Builds stopped working yesterday - gitlab runner instances stuck in Pending state

We’ve had a gitlab.com, gitlab-runner setup running on a specific runner deployed to our kubernetes cluster. It ran for ~6 months no problem and yesterday all of our pipelines fail with this same error on every stage. We had a devops guy set everything up and he left a couple of weeks ago, so I’m on the steep learning curve of figuring out what was done without much in the way of documentation.

I can see what is failing, but I don’t really understand where I start applying fixes to resolve this issue.

The job output from one of our builds:
Running with gitlab-runner 13.3.1 (738bbe5a) on runner-gitlab-runner-594484c775-v2zxb w7WiGHhk Preparing the "kubernetes" executor ** ** 00:00** ** Using Kubernetes namespace: gitlab-managed-apps Using Kubernetes executor with image gcr.io/kaniko-project/executor:debug ... Preparing environment ** ** 03:03** ** Waiting for pod gitlab-managed-apps/runner-w7wighhk-project-20213218-concurrent-0xsr7z to be running, status is Pending Waiting for pod gitlab-managed-apps/runner-w7wighhk-project-20213218-concurrent-0xsr7z to be running, status is Pending
<same message for another 3-4 minutes>
ERROR: Job failed (system failure): prepare environment: timed out waiting for pod to start. Check https://docs.gitlab.com/runner/shells/index.html#shell-profile-loading for more information

Then the build reports as failed. The shell documentation does not provide and good info that I believe helps me resolve this. I’ve logged into the gitlab-runner instance and don’t see any of the referenced shell files. All the builds show a similar output. We can get our builds to run on the shared runners, but we have a lot and don’t think we’ll be able to use this long-term.

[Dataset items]
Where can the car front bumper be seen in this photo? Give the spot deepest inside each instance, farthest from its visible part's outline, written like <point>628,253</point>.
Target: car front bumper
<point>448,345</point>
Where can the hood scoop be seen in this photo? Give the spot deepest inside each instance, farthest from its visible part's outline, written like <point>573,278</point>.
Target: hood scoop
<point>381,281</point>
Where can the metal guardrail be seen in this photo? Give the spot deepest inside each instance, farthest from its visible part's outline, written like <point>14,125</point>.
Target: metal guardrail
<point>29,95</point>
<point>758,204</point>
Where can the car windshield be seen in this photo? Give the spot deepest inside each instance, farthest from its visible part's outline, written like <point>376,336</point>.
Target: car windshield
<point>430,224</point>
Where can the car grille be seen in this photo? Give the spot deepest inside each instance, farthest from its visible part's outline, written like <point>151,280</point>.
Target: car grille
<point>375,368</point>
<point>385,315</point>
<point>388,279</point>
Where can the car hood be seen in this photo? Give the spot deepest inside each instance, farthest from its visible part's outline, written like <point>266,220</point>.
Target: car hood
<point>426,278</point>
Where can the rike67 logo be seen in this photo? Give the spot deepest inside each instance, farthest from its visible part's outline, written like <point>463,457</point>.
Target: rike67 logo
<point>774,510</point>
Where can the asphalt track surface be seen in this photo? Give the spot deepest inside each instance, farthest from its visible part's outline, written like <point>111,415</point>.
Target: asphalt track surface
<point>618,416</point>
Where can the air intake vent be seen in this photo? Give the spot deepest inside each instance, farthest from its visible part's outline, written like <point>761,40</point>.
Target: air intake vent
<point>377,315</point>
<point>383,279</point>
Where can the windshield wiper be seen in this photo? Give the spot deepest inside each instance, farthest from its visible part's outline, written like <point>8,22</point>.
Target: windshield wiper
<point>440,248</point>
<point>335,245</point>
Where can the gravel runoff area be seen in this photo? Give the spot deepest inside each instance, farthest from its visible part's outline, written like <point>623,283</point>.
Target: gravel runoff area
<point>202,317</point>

__What is expected__
In the forum post about builds stuck in Pending, which Kubernetes namespace does the runner report using?

__Solution below__
gitlab-managed-apps